SELECTED EXTRACT =>
○ ○ ○

Among the 10 Chinese developers with the most acquisitions this year, Sunac has five deals that total almost $600 million, while Evergrande Real Estate Group Ltd., the biggest acquirer, has four deals worth $5.8 billion, according to data compiled by Bloomberg.

Sun said that it is managing its cash flows well to keep it "very safe."

In 2014, buyers started to actively buy land in China's biggest cities, as the housing market recovered due to policy easing, until it spread to smaller cities. In 29 second-tier cities, which include provincial capitals such as Nanjing, the average price of residential land increased 77 percent in the first quarter of 2015, SouFun Holdings Ltd. said.

"While home prices in cities like Beijing, Shanghai, Nanjing and Suzhou are not yet a bubble, there's already a bubble in their land prices," Sun said. "If developers want to make money based on those land prices, home prices will have to go much, much higher."

On Thursday, May 19, the company said that it is buying seven projects from Top Spring International Holdings Ltd. for 4.39 billion yuan ($671 million) to enter Shenzhen, southern China's business hub. It cancelled its deal with Kaisa Group Holdings Ltd. about a year ago after negotiations with Kaisa's offshore bondholders on debt payments were delayed.

According to SouFun, the average new-home price in the city jumped 60 percent in the past year.

Since last year, Sunac has entered more second-tier cities like Nanjing, Taiyuan and Zhengzhou to look for more affordable land parcels for its land bank. Data by SWS Research Co. showed that the company has acquired about 46 projects worth 55 billion yuan in 15 months. SWS analyst Kris Li reported in March that it is still unclear if the acquisition would bolster Sunac's gross margin, which declined 5 percentage points last year.

Lou Yanqing, deputy general manager of Sunac's Beijing operations, said that Sunac is selling one of most expensive residential units in Beijing, One Sino Park, for an average of about 170,000 yuan a square meter.

Lou added that the company also sold eight of 52 apartments in the 227-unit development in the first week of May with a total of 500 million yuan in contract sales.

Government data released in April showed that home prices increased in 65 of 70 Chinese cities, with prices in second-tier cities exceeding those in larger hubs.

○ ○ ○

PROVIDED INFORMATION =>

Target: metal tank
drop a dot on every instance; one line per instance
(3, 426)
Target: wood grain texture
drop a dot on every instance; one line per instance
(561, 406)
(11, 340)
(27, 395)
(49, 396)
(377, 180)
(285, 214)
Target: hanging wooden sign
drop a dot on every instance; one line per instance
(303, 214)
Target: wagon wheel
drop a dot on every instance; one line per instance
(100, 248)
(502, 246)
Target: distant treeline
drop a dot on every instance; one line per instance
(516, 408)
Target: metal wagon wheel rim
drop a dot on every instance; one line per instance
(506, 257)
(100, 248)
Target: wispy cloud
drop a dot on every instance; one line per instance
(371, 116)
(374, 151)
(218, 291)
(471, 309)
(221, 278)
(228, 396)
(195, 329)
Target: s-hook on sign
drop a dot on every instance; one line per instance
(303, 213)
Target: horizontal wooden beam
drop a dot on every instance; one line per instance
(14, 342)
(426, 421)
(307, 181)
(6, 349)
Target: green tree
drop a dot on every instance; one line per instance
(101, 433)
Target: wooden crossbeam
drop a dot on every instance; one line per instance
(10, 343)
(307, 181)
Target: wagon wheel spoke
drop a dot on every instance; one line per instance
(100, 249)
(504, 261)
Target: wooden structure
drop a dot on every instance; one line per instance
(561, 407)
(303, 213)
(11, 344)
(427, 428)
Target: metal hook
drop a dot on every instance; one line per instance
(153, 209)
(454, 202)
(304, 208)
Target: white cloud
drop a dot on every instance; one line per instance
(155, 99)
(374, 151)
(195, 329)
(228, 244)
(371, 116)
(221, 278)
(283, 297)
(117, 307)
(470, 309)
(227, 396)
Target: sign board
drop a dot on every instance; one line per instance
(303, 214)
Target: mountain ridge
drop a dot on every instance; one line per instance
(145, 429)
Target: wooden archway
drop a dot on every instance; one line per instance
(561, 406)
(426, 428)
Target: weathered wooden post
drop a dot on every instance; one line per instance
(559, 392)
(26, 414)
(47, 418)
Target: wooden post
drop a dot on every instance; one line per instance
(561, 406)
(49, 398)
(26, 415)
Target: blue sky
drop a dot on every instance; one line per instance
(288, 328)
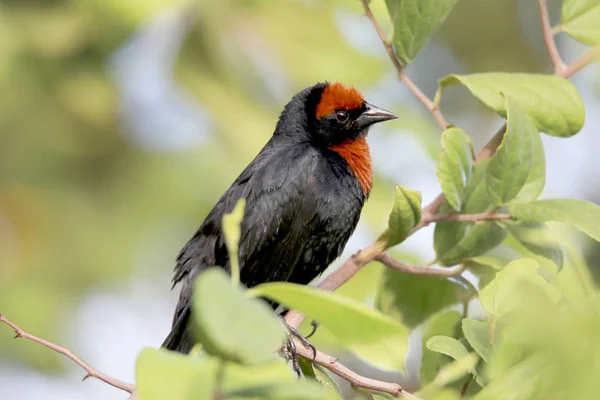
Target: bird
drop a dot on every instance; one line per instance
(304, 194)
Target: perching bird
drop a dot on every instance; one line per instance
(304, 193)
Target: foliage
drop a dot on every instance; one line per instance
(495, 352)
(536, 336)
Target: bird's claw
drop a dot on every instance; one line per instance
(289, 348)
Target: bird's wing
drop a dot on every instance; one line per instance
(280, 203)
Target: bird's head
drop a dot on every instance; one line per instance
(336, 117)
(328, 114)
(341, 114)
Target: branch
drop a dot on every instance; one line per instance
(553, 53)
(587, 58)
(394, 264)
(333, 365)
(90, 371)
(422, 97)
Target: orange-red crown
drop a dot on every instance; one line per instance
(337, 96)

○ ○ ○

EXERCISE PROMPT =>
Please write out the part of the passage on Sunac's property deals that opens with the words "On Thursday, May" and closes with "the past year.", switching "Shenzhen" to "the city".

WORKED SOLUTION =>
On Thursday, May 19, the company said that it is buying seven projects from Top Spring International Holdings Ltd. for 4.39 billion yuan ($671 million) to enter the city, southern China's business hub. It cancelled its deal with Kaisa Group Holdings Ltd. about a year ago after negotiations with Kaisa's offshore bondholders on debt payments were delayed.

According to SouFun, the average new-home price in the city jumped 60 percent in the past year.